**Short task:** Render each line of the records below as a Markdown table with the columns Row and Line, numbering the rows and skipping any blank lines. Omit the pictures.

[Point labels for objects]
_ _ _ _

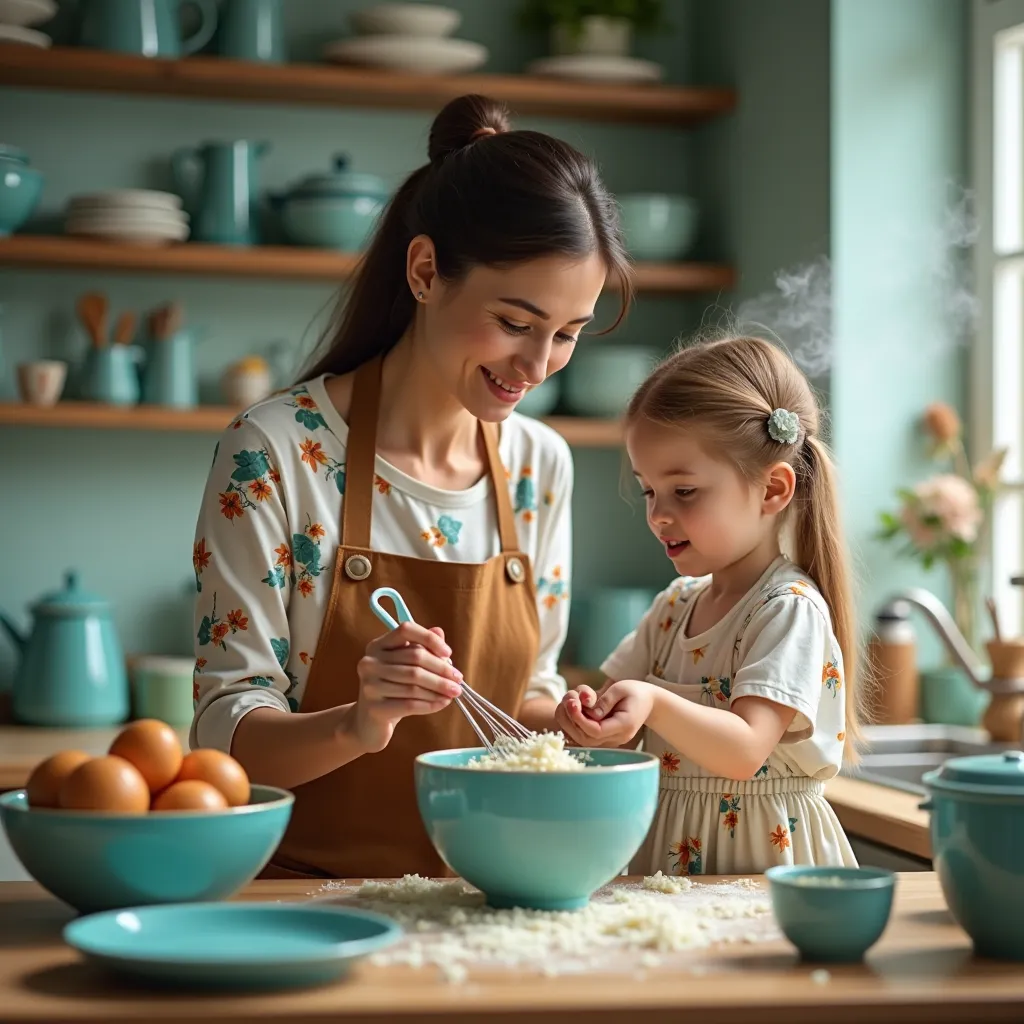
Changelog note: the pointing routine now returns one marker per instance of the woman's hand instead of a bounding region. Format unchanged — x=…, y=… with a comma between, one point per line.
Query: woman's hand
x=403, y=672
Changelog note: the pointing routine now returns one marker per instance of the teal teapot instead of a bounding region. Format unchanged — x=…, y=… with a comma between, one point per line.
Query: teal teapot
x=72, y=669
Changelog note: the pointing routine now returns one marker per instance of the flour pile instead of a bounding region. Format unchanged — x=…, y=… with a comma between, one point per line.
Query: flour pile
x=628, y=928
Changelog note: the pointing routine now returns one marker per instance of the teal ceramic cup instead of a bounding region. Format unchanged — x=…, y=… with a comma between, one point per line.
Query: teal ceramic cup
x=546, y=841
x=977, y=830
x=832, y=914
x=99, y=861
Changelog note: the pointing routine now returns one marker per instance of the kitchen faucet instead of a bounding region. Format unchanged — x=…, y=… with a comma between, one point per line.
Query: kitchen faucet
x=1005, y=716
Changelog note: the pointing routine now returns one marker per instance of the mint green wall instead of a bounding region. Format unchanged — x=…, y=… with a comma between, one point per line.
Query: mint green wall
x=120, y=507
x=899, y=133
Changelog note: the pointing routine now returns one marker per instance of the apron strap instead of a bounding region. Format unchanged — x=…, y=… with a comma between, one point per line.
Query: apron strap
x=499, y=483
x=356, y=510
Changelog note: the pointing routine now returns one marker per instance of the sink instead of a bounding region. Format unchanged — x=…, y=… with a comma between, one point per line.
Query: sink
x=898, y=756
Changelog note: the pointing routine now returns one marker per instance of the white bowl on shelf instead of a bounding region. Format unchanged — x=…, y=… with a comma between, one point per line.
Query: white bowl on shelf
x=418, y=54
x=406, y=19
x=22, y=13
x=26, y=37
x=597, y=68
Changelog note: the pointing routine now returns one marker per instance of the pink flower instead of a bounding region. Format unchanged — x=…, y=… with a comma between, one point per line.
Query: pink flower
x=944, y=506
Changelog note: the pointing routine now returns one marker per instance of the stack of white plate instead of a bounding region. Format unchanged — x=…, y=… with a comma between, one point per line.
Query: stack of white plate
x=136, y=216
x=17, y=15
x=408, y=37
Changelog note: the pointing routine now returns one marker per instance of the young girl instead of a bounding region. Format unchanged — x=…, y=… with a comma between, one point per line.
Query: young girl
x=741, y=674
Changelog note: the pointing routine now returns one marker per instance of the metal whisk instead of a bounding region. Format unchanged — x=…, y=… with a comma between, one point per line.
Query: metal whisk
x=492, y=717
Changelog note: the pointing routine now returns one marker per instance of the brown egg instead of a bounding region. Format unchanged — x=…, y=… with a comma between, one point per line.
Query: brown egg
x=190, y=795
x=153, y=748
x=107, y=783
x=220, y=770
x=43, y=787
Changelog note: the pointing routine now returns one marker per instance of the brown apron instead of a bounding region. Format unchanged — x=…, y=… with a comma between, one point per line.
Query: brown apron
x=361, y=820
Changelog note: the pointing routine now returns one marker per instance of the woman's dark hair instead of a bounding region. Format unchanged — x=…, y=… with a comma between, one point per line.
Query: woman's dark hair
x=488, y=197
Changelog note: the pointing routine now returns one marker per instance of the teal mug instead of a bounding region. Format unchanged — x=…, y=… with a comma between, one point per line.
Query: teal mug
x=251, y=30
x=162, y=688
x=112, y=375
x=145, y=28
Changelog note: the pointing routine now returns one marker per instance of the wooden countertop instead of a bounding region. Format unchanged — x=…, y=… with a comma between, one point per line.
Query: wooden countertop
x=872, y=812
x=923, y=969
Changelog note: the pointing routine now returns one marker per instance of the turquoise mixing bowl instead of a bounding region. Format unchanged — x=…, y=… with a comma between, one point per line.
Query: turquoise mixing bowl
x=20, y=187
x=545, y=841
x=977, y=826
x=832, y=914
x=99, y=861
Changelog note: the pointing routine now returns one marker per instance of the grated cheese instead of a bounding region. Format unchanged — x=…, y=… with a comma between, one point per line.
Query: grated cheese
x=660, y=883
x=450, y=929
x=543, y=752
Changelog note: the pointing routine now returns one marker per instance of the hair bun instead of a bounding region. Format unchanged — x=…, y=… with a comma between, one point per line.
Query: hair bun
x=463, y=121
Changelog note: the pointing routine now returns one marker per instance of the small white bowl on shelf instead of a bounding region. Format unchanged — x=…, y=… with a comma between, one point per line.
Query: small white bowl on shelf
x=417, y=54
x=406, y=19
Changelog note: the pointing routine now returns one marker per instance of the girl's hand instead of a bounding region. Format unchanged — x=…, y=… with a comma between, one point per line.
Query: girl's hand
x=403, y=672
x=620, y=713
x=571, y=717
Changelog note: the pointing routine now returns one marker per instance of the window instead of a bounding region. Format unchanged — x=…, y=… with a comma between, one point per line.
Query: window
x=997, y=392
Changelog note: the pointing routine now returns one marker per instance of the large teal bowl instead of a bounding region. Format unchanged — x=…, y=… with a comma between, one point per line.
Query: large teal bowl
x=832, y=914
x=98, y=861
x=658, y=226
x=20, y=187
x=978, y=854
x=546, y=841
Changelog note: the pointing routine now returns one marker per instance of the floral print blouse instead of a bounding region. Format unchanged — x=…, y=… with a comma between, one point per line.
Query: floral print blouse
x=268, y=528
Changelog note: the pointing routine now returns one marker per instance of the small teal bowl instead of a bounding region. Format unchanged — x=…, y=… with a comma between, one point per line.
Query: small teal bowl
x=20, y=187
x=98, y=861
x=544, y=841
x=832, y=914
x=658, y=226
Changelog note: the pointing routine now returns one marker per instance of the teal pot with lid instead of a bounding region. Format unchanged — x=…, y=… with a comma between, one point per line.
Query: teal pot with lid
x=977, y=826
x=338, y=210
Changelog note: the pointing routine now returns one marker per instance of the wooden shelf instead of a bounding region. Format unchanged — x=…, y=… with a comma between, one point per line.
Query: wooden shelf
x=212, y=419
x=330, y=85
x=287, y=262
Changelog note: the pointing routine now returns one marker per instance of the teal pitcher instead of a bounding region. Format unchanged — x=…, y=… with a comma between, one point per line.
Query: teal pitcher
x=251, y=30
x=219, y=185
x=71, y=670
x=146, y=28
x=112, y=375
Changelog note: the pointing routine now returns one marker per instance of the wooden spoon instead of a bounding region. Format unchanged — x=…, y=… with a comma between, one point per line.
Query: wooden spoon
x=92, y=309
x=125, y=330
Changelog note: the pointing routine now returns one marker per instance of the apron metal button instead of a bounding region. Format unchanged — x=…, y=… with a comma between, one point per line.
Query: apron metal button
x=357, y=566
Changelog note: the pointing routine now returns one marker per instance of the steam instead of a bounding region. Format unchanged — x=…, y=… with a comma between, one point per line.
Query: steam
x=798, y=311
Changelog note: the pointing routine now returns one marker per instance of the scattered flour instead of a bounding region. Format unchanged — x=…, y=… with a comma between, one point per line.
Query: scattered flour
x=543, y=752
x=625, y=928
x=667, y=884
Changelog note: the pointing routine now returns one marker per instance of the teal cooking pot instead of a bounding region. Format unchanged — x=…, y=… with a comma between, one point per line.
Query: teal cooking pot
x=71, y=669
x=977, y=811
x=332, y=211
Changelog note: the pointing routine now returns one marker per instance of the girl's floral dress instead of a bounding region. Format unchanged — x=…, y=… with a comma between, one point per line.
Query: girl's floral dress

_ _ _ _

**Written response:**
| Row | Line |
|---|---|
| 1 | Changelog note: the pointing routine now returns one marker per instance of the woman's hand instead of a bounding region. Format unchanged — x=…, y=… with a comma between, one point per line. |
| 2 | Query: woman's hand |
| 3 | x=403, y=672 |
| 4 | Changelog note: the pointing routine now returns one marker per instance of the teal teapot instead of a bounding region. Format unchanged — x=…, y=… with a comma between, one point per line. |
| 5 | Query: teal teapot |
| 6 | x=72, y=669 |
| 7 | Changelog note: the pointing routine now returns one marker per instance of the flour pile instead of a bounding region. Format unchanged — x=…, y=… with a comma between, one point per line. |
| 8 | Query: flour pile |
| 9 | x=628, y=928 |
| 10 | Changelog note: the pointing routine now returns one marker per instance of the teal ceramic cup instead of a bounding region. Format unchanged — x=…, y=… with a comma between, one point per line. |
| 11 | Query: teal ceramic cup |
| 12 | x=546, y=841 |
| 13 | x=977, y=830 |
| 14 | x=832, y=914 |
| 15 | x=99, y=861 |
| 16 | Changelog note: the pointing routine now returns one marker per instance of the kitchen faucet instead of a bounding region. Format unchanged — x=…, y=… with a comma between, one point per line. |
| 17 | Query: kitchen faucet |
| 18 | x=1005, y=716 |
| 19 | Changelog note: the pointing routine now returns one marker per instance of the mint green wall instead of a bounding region. Format unchanged — x=…, y=… with a comma between, one point per line. |
| 20 | Query: mint green wall |
| 21 | x=120, y=507 |
| 22 | x=899, y=133 |
| 23 | Changelog note: the pointing routine now returns one marker per instance of the apron strap instead of a bounding region. Format unchanged — x=…, y=… with a comma between, one point per line. |
| 24 | Query: apron strap |
| 25 | x=499, y=483 |
| 26 | x=356, y=510 |
| 27 | Changelog note: the pointing routine now returns one marker per instance of the sink instead of a bounding region. Format unchanged — x=…, y=… with a comma between, one point per line. |
| 28 | Query: sink |
| 29 | x=898, y=756 |
| 30 | Changelog note: the pointing routine now returns one marker per instance of the white bowl on shelf instead of a bounding region. Format unchanged — x=…, y=… with a comma between, one point per line. |
| 31 | Query: white bowl on shelf |
| 32 | x=418, y=54 |
| 33 | x=406, y=19 |
| 34 | x=22, y=13 |
| 35 | x=26, y=37 |
| 36 | x=597, y=68 |
| 37 | Changelog note: the pointing routine now returns one marker per instance of the pink flower instead of a bounding region. Format unchanged — x=…, y=… with a comma between, one point per line. |
| 38 | Query: pink flower |
| 39 | x=944, y=506 |
| 40 | Changelog note: the pointing routine now returns one marker per instance of the stack of white plate instead of a bounding region. Format unchanged — x=…, y=… with a comma between, one point per line. |
| 41 | Query: stack of white plate |
| 42 | x=136, y=216 |
| 43 | x=17, y=15 |
| 44 | x=408, y=37 |
| 45 | Changelog note: the pointing routine now returns one marker per instance of the young girl instead of a bounding region. Format unchanged — x=…, y=… with a comma between, one point per line. |
| 46 | Query: young girl |
| 47 | x=741, y=674 |
| 48 | Changelog note: the pointing routine now returns one marker per instance of the metal whisk instead of a bounding region. Format unchanged — x=…, y=… with a comma between, one point per line. |
| 49 | Query: metal whisk |
| 50 | x=492, y=717 |
| 51 | Changelog note: the pointing routine now returns one marker per instance of the brown egg instead of a bounding region. Format unchanged — x=…, y=… with a comma between, one point per line. |
| 52 | Query: brown egg |
| 53 | x=190, y=795 |
| 54 | x=153, y=748 |
| 55 | x=107, y=783 |
| 56 | x=220, y=770 |
| 57 | x=43, y=787 |
| 58 | Changelog note: the pointing routine now returns one marker per instance of the brown apron instead of a bounding region. Format unchanged — x=…, y=… with a comma between, one point per line. |
| 59 | Query: brown apron |
| 60 | x=361, y=820 |
| 61 | Changelog note: the pointing routine now returns one marker per instance of the woman's dark hair instead of a bounding region. Format unchanged — x=…, y=… with a comma between, one point per line. |
| 62 | Query: woman's dark hair |
| 63 | x=488, y=197 |
| 64 | Changelog note: the pointing routine now returns one marker per instance of the teal mug instead of a bounding region. Format unchanged — x=…, y=… with a comma between, one point per line. |
| 65 | Query: teal mug |
| 66 | x=251, y=30 |
| 67 | x=162, y=688 |
| 68 | x=112, y=375 |
| 69 | x=145, y=28 |
| 70 | Changelog note: the pointing routine now returns one marker per instance of the wooden countertop instead of a bounding region. Format unchanged — x=…, y=… with a comma between, one point per line. |
| 71 | Query: wooden countertop |
| 72 | x=872, y=812 |
| 73 | x=923, y=969 |
| 74 | Changelog note: the pointing routine now returns one marker per instance of the turquoise mixing bowl instead of a bounding region. Format unchanged — x=…, y=… with a comma between, one point per line. |
| 75 | Query: turquoise mixing bowl |
| 76 | x=20, y=187 |
| 77 | x=545, y=841 |
| 78 | x=977, y=826 |
| 79 | x=832, y=914 |
| 80 | x=99, y=861 |
| 81 | Changelog note: the pointing routine now returns one marker per instance of the grated cheese instead of a bounding region. Format unchanged — x=…, y=… with a comma between, one point per line. |
| 82 | Query: grated cheese |
| 83 | x=660, y=883 |
| 84 | x=450, y=929 |
| 85 | x=543, y=752 |
| 86 | Changelog note: the pointing routine now returns one marker per instance of the hair bun instead of a bounding region. Format unchanged — x=…, y=… with a comma between, one point per line. |
| 87 | Query: hair bun |
| 88 | x=463, y=121 |
| 89 | Changelog note: the pointing routine now returns one marker per instance of the small white bowl on shelf instead of a bounding region. Format unchanged — x=…, y=… with a comma between, one point per line. |
| 90 | Query: small white bowl on shelf |
| 91 | x=417, y=54 |
| 92 | x=406, y=19 |
| 93 | Changelog note: the pointing routine now returns one marker per instance of the girl's hand instead of a bounding region. Format unchanged — x=…, y=… with a comma between, one point per line. |
| 94 | Query: girl's hand |
| 95 | x=403, y=672 |
| 96 | x=620, y=713 |
| 97 | x=571, y=717 |
| 98 | Changelog note: the pointing routine now returns one marker per instance of the window instead of a bounding region. Format unchanged — x=…, y=… with a comma between, one point per line. |
| 99 | Query: window |
| 100 | x=997, y=392 |
| 101 | Changelog note: the pointing routine now returns one marker per instance of the large teal bowl instead of a bounding region. Format unchanged — x=…, y=… with a comma between, one point per line. |
| 102 | Query: large teal bowl |
| 103 | x=832, y=914 |
| 104 | x=98, y=861 |
| 105 | x=658, y=226 |
| 106 | x=20, y=187 |
| 107 | x=978, y=854 |
| 108 | x=546, y=841 |
| 109 | Changelog note: the pointing routine now returns one marker per instance of the floral print blouse instead of a bounding region. Format unchanged — x=…, y=… with a comma between, one point per line. |
| 110 | Query: floral print blouse |
| 111 | x=268, y=528 |
| 112 | Changelog note: the pointing routine now returns one marker per instance of the small teal bowl instead of a bounding region. Format unchanged — x=…, y=… with a comma between, one point per line. |
| 113 | Query: small teal bowl |
| 114 | x=20, y=187 |
| 115 | x=98, y=861 |
| 116 | x=544, y=841 |
| 117 | x=832, y=914 |
| 118 | x=658, y=226 |
| 119 | Changelog note: the pointing routine now returns one marker per instance of the teal pot with lid instead of a bounding region. Format unchanged — x=…, y=… with a comma between, one point per line. |
| 120 | Query: teal pot with lid |
| 121 | x=977, y=826 |
| 122 | x=338, y=210 |
| 123 | Changelog note: the pointing routine now returns one marker per instance of the wooden shelf instead of a bounding region. Format unchanged — x=…, y=… with a comma between, one point per line. |
| 124 | Query: wooden shelf |
| 125 | x=212, y=419 |
| 126 | x=330, y=85 |
| 127 | x=287, y=262 |
| 128 | Changelog note: the pointing routine now returns one marker per instance of the teal pitcher instead of a bounding region. Format unchanged — x=…, y=… with a comma between, one point per line. |
| 129 | Query: teal pitcher |
| 130 | x=251, y=30 |
| 131 | x=219, y=185 |
| 132 | x=71, y=670 |
| 133 | x=146, y=28 |
| 134 | x=112, y=375 |
| 135 | Changelog note: the pointing routine now returns one marker per instance of the wooden spoon instead of a bounding region. Format unchanged — x=…, y=… with a comma between, one point per line. |
| 136 | Query: wooden spoon |
| 137 | x=92, y=309 |
| 138 | x=125, y=330 |
| 139 | Changelog note: the pointing routine now returns one marker per instance of the apron metal button instead of a bounding region. Format unchanged — x=…, y=… with a comma between, one point per line. |
| 140 | Query: apron metal button |
| 141 | x=357, y=566 |
| 142 | Changelog note: the pointing routine now returns one marker per instance of the steam instead of a bounding region. Format unchanged — x=…, y=… with a comma between, one point per line. |
| 143 | Query: steam |
| 144 | x=798, y=311 |
| 145 | Changelog note: the pointing routine now returns one marker per instance of the scattered flour instead of a bounding region. Format unchanged — x=…, y=… with a comma between, one point per line. |
| 146 | Query: scattered flour |
| 147 | x=543, y=752 |
| 148 | x=625, y=928 |
| 149 | x=667, y=884 |
| 150 | Changelog note: the pointing routine now returns one marker per instance of the teal cooking pot instead of a bounding region. Format unchanged — x=…, y=… with a comma between, one point per line. |
| 151 | Query: teal cooking pot |
| 152 | x=71, y=669 |
| 153 | x=977, y=811 |
| 154 | x=332, y=211 |
| 155 | Changelog note: the pointing routine now returns one marker per instance of the girl's floral dress instead of a bounding region. Format unchanged — x=…, y=… with a comma between, one point per line. |
| 156 | Query: girl's floral dress |